Collected data entries:
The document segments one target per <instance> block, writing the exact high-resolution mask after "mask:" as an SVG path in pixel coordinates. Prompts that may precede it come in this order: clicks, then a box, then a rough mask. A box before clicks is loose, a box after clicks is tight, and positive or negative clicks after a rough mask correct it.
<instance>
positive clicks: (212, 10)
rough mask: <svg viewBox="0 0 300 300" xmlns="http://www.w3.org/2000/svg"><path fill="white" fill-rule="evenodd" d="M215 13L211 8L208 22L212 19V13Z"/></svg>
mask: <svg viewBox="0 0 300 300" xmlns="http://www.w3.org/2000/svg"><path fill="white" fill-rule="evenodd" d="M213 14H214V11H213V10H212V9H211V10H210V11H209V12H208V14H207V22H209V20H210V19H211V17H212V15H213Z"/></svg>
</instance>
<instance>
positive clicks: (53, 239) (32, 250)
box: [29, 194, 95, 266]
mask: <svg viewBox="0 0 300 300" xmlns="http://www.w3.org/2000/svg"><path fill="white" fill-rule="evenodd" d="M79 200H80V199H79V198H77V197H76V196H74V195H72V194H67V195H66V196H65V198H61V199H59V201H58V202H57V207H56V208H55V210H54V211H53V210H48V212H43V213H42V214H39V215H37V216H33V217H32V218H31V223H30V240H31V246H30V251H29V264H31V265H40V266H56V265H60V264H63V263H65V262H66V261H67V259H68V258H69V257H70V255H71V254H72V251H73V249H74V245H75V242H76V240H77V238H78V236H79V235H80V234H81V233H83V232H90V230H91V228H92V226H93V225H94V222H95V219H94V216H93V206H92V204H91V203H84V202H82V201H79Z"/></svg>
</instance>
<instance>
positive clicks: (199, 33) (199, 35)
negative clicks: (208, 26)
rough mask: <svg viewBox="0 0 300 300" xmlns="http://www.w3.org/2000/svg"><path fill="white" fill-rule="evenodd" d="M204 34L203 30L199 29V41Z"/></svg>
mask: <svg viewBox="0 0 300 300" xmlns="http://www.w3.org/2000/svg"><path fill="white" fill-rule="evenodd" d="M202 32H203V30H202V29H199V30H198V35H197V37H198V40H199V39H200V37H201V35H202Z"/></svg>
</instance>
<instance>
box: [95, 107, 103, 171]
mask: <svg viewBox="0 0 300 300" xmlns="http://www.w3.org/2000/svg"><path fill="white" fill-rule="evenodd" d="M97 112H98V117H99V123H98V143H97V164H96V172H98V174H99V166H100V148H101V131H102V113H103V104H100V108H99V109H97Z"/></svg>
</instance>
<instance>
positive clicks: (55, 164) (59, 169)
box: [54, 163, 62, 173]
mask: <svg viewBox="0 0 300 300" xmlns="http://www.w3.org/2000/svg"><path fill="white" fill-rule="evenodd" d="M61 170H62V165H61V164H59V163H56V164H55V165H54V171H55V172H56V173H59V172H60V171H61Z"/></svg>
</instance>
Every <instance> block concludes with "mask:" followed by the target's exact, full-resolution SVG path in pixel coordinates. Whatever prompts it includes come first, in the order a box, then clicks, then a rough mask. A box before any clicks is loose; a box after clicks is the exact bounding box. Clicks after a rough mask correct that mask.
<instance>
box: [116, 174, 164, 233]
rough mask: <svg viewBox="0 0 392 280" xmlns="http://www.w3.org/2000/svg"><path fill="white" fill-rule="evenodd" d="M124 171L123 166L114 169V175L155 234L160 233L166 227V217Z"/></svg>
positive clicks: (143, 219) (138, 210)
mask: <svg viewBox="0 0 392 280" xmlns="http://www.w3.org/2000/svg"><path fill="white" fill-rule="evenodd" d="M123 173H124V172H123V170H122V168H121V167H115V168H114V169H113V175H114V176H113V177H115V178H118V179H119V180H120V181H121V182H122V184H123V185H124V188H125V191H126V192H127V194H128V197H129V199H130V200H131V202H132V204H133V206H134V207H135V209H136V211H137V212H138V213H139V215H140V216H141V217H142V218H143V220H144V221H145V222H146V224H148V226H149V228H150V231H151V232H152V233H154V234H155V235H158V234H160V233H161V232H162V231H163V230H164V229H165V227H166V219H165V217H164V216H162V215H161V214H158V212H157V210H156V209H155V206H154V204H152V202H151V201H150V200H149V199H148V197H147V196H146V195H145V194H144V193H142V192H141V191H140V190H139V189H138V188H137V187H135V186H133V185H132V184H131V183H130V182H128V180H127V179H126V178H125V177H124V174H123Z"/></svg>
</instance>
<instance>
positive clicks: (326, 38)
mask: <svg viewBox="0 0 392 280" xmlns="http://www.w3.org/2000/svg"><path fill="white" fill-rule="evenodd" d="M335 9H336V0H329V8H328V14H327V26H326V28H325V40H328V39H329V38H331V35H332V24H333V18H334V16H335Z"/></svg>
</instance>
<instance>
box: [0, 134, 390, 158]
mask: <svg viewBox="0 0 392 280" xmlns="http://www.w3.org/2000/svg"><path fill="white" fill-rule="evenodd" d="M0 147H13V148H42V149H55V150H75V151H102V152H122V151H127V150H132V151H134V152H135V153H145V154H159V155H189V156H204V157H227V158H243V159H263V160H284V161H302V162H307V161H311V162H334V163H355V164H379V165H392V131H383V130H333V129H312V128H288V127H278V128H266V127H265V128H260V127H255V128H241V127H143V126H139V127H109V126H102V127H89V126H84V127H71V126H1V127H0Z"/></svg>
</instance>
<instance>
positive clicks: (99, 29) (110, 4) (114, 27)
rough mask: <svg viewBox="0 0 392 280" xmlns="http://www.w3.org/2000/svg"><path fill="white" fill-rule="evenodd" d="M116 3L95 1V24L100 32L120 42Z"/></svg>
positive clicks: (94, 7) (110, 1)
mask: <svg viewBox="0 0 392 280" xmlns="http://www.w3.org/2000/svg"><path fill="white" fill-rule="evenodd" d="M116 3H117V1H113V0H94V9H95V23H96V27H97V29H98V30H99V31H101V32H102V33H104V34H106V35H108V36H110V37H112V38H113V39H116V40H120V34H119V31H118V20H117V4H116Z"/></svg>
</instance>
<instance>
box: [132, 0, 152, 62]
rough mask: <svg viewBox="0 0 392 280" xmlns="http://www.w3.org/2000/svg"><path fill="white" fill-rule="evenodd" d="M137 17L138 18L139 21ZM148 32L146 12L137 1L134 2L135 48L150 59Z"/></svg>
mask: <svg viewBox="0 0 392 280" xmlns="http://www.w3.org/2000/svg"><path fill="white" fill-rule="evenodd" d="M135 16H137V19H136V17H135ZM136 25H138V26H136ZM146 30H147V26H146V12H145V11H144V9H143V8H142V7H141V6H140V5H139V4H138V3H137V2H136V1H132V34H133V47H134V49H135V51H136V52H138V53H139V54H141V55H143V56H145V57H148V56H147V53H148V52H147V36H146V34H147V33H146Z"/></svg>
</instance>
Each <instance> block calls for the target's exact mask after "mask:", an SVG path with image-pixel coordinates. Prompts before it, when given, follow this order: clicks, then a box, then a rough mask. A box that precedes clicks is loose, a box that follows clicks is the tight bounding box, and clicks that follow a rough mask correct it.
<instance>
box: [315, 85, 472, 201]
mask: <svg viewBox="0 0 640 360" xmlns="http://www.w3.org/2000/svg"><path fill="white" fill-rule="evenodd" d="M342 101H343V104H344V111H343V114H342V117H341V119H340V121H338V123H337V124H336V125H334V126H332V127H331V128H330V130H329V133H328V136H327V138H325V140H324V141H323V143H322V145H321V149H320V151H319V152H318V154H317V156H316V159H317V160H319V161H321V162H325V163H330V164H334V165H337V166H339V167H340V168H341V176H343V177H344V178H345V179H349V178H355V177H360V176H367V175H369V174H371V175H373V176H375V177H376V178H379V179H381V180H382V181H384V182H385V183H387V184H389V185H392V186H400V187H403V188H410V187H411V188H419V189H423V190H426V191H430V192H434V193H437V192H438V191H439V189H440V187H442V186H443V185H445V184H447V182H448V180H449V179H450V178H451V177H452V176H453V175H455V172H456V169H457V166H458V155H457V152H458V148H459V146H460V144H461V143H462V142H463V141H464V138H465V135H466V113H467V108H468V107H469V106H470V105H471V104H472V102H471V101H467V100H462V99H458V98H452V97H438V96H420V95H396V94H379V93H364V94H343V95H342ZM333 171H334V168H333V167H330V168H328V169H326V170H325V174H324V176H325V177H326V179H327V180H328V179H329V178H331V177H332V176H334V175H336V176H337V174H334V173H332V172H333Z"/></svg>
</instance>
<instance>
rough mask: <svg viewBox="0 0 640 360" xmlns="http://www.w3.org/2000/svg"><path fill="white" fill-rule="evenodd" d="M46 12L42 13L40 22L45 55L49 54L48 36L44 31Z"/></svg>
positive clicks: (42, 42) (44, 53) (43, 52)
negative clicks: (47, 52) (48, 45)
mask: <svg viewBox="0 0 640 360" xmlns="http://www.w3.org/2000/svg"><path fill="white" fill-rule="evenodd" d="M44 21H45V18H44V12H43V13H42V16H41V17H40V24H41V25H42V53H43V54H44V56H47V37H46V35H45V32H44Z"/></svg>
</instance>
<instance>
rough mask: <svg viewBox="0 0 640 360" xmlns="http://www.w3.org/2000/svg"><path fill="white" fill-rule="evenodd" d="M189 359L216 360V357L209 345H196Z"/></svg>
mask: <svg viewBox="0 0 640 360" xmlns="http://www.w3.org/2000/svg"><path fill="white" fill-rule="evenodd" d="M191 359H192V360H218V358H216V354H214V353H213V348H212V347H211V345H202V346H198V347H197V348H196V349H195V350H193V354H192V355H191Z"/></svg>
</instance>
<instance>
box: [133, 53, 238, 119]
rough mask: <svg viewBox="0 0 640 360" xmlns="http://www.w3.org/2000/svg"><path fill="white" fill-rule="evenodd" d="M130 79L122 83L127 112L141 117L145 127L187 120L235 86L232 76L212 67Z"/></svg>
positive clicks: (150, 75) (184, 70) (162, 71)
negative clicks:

WHAT YOU SHOULD DO - Only the lines above from the line containing "12L42 13L40 22L45" through the line containing "box: [133, 53, 238, 119]" should be retyped, exactly and with both ends included.

SOLVED PROBLEM -
rough mask: <svg viewBox="0 0 640 360" xmlns="http://www.w3.org/2000/svg"><path fill="white" fill-rule="evenodd" d="M46 12L42 13L40 22L45 55L49 54L48 36L44 31Z"/></svg>
positive clicks: (42, 42) (44, 53) (43, 52)
negative clicks: (47, 52) (48, 45)
mask: <svg viewBox="0 0 640 360" xmlns="http://www.w3.org/2000/svg"><path fill="white" fill-rule="evenodd" d="M44 21H45V18H44V12H43V13H42V16H41V17H40V24H41V25H42V53H43V54H44V56H47V37H46V35H45V32H44Z"/></svg>
</instance>
<instance>
rough mask: <svg viewBox="0 0 640 360" xmlns="http://www.w3.org/2000/svg"><path fill="white" fill-rule="evenodd" d="M189 359L216 360V357L209 345H196Z"/></svg>
mask: <svg viewBox="0 0 640 360" xmlns="http://www.w3.org/2000/svg"><path fill="white" fill-rule="evenodd" d="M191 359H192V360H218V358H216V354H214V353H213V348H212V347H211V345H202V346H198V347H197V348H196V349H195V350H193V354H192V355H191Z"/></svg>
</instance>
<instance>
box: [133, 53, 238, 119]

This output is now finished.